- _Extract to read_
I would be interested in evidence of this. I work at a big tech company in ML and scientific computing, and have close peers and friends in similar leadership roles of this tech in other big companies, FAANG, finance, biotech, large cloud providers, etc.

I am only hearing about the adoption of CPython skyrocketing and continued investment in tools like numba, llvm-lite and Cython. At none of these companies have I heard any interest in Julia, Swift or Rust development for these use cases, and have heard many, many arguments for why Python wins the trade-offs discussion against those options.

In fact, two places I used to work for (one a heavy Haskell shop and one a heavy Scala shop) are moving away from those languages and to Python, for all kinds of reasons related to fundamental limitations of static typing and enforced (rather than provisioned) safety.

I mean, Haskell & Scala are great languages and so are Julia & Swift. But even though in some esoteric corners people have started to disprefer Python, it’s super unrealistic to suggest there’s large movement away from it. Rather there’s a large move to it.

It reminds me of the Alex Martelli quote from Python Interviews,

> “Eventually we bought that little start-up and we found out how 20 developers ran circles around our hundreds of great developers. The solution was very simple! Those 20 guys were using Python. We were using C++. So that was YouTube and still is.”



I work in HFT and now use Julia for all my research, and a couple of my colleagues now do too. Personally I'd rather retire and farm goats than go back to having to write Python professionally: there's just soo much that can go wrong that doesn't happen in a typed language, so much unnecessary stuff you have to keep in your head when coding. It also seems incredibly counterproductive to use a language that's 100x slower than necessary just because it's the only language some people know; the difference in research speed between having to wait one second for a result and ten minutes is massive.

Of course, HFT is a somewhat different usecase than pure ML, as we work with data in a format that's rarely seen elsewhere (high-frequency orderbook tick data). Python's probably less painful for working with data for which somebody else has already written a C/C++ library with a nice API, as then you don't need to write your own C/C++ library and interface with it. My choice is either: write Python, and the research will take 100x longer, write Python and C++, and the development will take 2-4 times longer, or write Julia, and get similar performance to C++ with even faster development time than Python.


Is it just performance that puts you off Python? If so, did you try writing a native extension to accelerate it?

Where i work, we also have analysis work which involves sequentially reading gigabytes of binary data. We came up with a workflow where a tool written in Java runs a daily job to parse the raw data and write a simplified, fixed-width binary version of it, then we have a small Python C extension which can read that format. We can push a bit of filtering down into the C as well.

- _List of tasks_
• A. In the thread about Python and Julia, what kind of data does the commenter working in HFT deal with?
• B. Copy out everything in the thread about Python and Julia from "I would be interested" down to "than provisioned) safety.".
• C. Continue the thread about Python and Julia from the point where it stops.
The material after this is not needed.

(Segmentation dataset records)
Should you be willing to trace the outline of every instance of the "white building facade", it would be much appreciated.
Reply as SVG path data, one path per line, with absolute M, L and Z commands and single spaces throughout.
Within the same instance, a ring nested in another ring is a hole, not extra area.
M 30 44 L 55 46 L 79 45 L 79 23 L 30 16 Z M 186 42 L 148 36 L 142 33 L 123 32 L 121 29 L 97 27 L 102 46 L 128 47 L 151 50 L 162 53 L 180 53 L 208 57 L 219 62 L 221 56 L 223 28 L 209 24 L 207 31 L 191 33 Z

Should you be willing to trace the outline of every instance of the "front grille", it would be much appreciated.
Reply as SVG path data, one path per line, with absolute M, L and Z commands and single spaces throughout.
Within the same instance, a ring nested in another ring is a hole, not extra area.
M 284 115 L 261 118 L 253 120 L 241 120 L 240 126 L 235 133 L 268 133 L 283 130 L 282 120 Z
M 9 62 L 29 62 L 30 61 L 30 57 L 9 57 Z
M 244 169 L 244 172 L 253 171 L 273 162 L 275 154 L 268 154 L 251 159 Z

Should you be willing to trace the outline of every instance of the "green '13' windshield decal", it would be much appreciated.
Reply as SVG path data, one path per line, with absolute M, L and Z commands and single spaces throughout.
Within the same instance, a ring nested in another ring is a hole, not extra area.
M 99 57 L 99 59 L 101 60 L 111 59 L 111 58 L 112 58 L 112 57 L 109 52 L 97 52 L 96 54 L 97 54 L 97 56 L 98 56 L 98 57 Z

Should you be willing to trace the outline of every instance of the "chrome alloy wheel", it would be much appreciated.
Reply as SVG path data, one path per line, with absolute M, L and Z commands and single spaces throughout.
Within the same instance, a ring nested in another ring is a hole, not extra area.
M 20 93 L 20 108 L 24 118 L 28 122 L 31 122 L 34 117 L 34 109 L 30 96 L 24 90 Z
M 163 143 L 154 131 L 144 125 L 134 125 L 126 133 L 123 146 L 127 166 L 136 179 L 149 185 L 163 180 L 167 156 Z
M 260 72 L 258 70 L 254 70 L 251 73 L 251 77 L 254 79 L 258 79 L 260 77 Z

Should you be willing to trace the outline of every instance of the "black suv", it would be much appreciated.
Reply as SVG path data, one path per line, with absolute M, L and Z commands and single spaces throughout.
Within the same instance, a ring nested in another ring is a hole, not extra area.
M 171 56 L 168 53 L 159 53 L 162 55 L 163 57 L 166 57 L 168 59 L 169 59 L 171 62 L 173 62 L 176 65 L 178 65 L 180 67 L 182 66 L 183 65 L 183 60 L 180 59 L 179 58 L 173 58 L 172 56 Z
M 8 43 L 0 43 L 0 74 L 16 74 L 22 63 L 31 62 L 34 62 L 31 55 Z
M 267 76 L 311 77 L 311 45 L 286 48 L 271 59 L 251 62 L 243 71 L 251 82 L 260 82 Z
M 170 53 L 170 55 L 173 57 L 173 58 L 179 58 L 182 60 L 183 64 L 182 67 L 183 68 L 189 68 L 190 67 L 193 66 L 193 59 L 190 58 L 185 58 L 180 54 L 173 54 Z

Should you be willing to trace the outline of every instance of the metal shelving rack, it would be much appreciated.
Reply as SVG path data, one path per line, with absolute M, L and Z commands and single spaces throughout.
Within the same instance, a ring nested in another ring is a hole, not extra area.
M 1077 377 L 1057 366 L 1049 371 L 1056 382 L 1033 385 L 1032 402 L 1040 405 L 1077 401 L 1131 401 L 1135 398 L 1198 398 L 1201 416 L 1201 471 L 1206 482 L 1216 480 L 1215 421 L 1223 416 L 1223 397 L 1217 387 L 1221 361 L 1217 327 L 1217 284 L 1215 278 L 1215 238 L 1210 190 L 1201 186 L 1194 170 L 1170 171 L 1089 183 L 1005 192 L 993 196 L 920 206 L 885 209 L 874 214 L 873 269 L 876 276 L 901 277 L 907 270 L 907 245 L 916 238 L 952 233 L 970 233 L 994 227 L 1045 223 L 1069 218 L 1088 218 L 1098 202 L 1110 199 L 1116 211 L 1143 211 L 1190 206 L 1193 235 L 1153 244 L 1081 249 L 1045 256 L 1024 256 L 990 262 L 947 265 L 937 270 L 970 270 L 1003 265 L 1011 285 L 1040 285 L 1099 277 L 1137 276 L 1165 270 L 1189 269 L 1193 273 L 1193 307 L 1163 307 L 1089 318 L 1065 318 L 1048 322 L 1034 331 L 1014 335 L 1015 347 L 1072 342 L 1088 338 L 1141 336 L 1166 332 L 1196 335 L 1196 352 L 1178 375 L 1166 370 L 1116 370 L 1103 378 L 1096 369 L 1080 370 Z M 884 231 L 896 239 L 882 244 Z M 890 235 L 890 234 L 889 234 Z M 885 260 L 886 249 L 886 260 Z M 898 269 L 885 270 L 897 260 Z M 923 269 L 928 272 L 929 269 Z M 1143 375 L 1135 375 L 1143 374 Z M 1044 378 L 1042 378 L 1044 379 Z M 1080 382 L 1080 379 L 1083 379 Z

- _Task-by-task answers_
• A. High-frequency orderbook tick data.

• B.
I would be interested in evidence of this. I work at a big tech company in ML and scientific computing, and have close peers and friends in similar leadership roles of this tech in other big companies, FAANG, finance, biotech, large cloud providers, etc.

I am only hearing about the adoption of CPython skyrocketing and continued investment in tools like numba, llvm-lite and Cython. At none of these companies have I heard any interest in Julia, Swift or Rust development for these use cases, and have heard many, many arguments for why Python wins the trade-offs discussion against those options.

In fact, two places I used to work for (one a heavy Haskell shop and one a heavy Scala shop) are moving away from those languages and to Python, for all kinds of reasons related to fundamental limitations of static typing and enforced (rather than provisioned) safety.

• C.
This has worked out pretty well! We get to write all the tricky parsing in a fast, typesafe language, we get to write the ever-changing analytics scripts in Python, and we only had to write a small amount of C, which is mostly I/O and VM API glue.

The Java and C parts were both written by an intern in a month or two. He's a sharp guy, admittedly, but if an intern can do it, i bet an HFT developer could too.


>Is it just performance that puts you off Python? If so, did you try writing a native extension to accelerate it?

This is what I did originally, but it was way slower to have to write and maintain C++ and a Python interface for it than to just write Julia. Particularly because the some of the business/trading logic basically has to be in the native layer (can't backtest a HFT algo without running it on HFT data, and that volume of high frequency tick data is too slow to process in pure Python).


One of the close colleagues I was alluding to also works in HFT and they do in fact use Cython libraries built in house for extremely low latency applications, order book processing, etc.

Their main alternatives are coding in C++ directly or wholesale switch to Rust, but they prefer Cython. I know they evaluated Julia and found it entirely intractable to use for their production systems.


I'm curious why they found Julia intractable. In my experience it's much quicker to write than Rust, C++ or Cython. It's also much more expressive than Cython.

Is it because they tried embedding it in C++? That can be painful, because it needs its own thread, and can only have one per process, but it's certainly doable.


I’m not sure what you mean by saying Julia is more expressive than Cython, given that Cython is as expressive as C.

In this shop’s particular situation, it’s mostly the switching costs to Julia that cause it to lose the debate. The firm has lots of systems software, data fetchers, offline analytics jobs, research code, etc. With Python & Cython, they easily write all of it in one ecosystem, build shared libraries that span all these use cases, rely on shared testing frameworks, integration pipelines, packaging, virtual envs, etc.

If Julia offered some kind of crazy game changer advantage that required a huge amount of effort to get in Python/Cython, they might consider breaking off some subsystem that has to have new environment management, new tooling, etc., and is not sharable across as many use cases.

But there is no such case. They might get some sort of “5% more generic” or “5% benefit from seamless typing instead of a little rough around the edges typing in Cython”, and these differences would never justify the huge costs of switching or the missing third party packages that are heavily relied on.

I always like to remind people that in any professional setting, ~95% of the software you write is for reporting and testing, and 5% at best is for the actual application. Out of that 5%, another 95% never has serious resource bottlenecks and taking care to write super careful optimized code for the 5% of the 5% can be done in nearly any language. Choose your ecosystem based on what best solves your problems in that other 99.75% of cases.

This is especially true in HFT and quant finance, which is why so many of those firms use Python for everything except the 0.25% of the code where performance is insanely critical, they just use anything that super easily plugs into Python, usually C++ or Cython.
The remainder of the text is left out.